**Exercise details**
Which lines of the items run from the line with "mark the region of the white cloud, every" through the end of the items? Lay them out as a Markdown table with columns Row and Line, leaving blank lines out.
-- START --
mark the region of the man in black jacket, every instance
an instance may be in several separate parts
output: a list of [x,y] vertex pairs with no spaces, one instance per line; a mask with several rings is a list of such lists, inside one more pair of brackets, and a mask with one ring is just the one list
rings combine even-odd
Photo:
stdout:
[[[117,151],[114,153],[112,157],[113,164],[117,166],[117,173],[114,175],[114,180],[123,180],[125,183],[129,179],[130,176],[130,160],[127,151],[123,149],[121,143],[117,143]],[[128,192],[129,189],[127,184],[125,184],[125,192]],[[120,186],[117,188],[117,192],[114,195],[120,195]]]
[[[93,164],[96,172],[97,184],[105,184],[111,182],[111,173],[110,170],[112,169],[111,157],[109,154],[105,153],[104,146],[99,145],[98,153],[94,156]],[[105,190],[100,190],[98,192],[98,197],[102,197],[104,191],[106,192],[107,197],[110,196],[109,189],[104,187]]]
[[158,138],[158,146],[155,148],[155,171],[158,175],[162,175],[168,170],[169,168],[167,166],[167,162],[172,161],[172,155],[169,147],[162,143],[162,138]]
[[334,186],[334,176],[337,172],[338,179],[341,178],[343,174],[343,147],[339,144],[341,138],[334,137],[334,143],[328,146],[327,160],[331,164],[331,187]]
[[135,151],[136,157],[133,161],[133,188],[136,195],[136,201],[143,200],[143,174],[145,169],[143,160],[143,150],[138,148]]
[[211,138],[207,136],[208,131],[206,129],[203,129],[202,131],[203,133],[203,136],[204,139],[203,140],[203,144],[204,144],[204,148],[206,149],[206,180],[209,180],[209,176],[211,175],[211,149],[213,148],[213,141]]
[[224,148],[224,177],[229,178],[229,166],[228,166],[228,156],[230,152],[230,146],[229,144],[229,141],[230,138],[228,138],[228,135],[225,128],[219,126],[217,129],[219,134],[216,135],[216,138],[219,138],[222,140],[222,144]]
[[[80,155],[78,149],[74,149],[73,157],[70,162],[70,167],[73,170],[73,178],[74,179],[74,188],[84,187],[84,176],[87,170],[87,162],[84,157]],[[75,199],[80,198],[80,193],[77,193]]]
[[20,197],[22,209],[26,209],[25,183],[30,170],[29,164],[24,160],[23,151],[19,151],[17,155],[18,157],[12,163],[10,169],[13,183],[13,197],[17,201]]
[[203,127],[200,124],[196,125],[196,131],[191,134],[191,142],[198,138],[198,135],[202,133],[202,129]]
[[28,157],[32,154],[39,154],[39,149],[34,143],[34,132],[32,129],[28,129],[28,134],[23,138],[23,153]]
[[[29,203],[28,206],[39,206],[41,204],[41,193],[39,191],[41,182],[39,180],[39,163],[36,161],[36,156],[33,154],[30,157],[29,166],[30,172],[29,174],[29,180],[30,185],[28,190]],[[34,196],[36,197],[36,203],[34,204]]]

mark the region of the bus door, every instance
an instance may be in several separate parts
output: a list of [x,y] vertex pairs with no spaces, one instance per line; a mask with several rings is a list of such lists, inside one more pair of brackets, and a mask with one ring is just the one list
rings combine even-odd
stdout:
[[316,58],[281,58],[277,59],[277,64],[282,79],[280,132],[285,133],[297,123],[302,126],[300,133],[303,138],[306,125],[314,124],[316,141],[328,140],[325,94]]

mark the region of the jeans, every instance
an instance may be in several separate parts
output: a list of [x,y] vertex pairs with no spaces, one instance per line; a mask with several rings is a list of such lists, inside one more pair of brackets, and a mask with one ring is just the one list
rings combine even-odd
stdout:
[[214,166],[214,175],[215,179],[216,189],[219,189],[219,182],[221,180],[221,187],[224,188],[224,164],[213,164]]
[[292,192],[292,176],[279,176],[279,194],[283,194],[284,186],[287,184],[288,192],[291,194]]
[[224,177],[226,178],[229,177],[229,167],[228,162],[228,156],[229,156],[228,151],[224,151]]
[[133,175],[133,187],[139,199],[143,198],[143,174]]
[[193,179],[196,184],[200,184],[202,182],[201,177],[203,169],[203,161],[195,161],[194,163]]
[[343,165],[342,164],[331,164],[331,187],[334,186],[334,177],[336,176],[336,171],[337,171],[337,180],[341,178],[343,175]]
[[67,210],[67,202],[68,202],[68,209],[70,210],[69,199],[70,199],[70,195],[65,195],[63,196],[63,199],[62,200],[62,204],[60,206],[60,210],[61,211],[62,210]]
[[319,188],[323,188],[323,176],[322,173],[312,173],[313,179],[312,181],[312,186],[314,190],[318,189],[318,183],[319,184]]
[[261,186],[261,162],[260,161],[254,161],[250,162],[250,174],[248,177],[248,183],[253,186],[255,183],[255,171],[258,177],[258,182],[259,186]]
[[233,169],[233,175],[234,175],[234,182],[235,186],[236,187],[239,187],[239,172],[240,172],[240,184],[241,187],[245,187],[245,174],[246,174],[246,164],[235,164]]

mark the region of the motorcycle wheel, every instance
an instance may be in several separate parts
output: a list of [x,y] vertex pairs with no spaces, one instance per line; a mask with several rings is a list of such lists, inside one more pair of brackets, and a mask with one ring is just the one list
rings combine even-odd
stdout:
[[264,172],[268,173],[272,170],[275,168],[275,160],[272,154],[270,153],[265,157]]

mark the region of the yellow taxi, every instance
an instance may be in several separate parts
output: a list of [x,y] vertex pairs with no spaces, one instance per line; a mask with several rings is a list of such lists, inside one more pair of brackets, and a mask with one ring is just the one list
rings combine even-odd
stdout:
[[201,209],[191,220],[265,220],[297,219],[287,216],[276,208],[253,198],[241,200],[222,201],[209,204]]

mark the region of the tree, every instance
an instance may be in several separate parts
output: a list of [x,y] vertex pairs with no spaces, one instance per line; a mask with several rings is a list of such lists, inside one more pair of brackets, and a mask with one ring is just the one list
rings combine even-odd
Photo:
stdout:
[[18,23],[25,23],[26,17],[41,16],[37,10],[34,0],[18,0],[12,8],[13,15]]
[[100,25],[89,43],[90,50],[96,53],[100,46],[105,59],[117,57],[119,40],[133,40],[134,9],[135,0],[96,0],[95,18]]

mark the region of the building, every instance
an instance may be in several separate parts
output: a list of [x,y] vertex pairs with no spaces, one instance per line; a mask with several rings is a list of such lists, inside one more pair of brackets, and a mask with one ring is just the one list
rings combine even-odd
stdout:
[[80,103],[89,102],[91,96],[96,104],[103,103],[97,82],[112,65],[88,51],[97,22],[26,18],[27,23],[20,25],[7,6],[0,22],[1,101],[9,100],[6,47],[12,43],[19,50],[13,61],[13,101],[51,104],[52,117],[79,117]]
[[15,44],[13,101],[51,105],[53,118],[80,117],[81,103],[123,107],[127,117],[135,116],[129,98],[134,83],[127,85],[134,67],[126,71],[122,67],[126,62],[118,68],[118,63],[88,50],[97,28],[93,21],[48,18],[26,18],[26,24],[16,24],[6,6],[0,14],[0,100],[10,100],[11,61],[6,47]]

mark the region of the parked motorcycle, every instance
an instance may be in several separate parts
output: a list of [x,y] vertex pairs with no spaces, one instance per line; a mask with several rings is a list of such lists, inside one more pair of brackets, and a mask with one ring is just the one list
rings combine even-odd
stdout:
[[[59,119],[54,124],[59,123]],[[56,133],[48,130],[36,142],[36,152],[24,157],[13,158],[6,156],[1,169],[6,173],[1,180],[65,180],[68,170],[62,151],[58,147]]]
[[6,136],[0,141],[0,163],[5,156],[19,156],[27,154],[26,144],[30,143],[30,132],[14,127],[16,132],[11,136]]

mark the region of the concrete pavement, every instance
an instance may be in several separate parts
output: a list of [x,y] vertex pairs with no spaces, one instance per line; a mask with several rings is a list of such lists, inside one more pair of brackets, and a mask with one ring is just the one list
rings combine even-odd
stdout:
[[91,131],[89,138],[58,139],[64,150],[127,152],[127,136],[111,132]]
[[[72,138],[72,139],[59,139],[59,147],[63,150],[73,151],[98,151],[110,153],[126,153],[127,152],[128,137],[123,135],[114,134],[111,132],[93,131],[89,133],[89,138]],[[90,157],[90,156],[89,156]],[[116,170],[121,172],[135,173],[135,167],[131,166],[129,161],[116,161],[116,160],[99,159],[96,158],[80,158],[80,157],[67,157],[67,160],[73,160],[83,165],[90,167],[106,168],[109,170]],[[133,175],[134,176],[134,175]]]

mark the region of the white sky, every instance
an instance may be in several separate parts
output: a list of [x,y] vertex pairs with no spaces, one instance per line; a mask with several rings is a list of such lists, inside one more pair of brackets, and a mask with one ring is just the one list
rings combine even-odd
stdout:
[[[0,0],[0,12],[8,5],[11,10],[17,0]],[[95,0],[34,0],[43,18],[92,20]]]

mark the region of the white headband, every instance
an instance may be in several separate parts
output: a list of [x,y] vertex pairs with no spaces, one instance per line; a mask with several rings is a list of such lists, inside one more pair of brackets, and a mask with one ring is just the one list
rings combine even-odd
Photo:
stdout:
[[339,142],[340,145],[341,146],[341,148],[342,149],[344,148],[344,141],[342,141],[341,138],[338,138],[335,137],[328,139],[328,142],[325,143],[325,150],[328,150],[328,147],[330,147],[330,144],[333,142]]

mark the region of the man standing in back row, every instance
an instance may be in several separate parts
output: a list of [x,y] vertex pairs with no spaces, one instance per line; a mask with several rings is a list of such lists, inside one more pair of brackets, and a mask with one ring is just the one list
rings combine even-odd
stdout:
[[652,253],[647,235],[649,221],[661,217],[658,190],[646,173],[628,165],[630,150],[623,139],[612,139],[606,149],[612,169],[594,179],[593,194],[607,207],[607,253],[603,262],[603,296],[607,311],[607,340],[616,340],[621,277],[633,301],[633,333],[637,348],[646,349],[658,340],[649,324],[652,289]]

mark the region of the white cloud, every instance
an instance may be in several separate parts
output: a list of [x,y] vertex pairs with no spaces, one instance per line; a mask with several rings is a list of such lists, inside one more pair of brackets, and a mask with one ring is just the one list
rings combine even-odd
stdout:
-- END --
**Exercise answer**
| Row | Line |
|---|---|
| 1 | mark the region of the white cloud, every instance |
| 2 | an instance may be in several separate parts |
| 3 | output: a list of [x,y] vertex pairs with no spaces, one instance per line; a mask with several rings is a list of such lists, inside one more pair of brackets, and a mask with one ring is just the one list |
| 4 | rings combine even-odd |
| 5 | stdout: |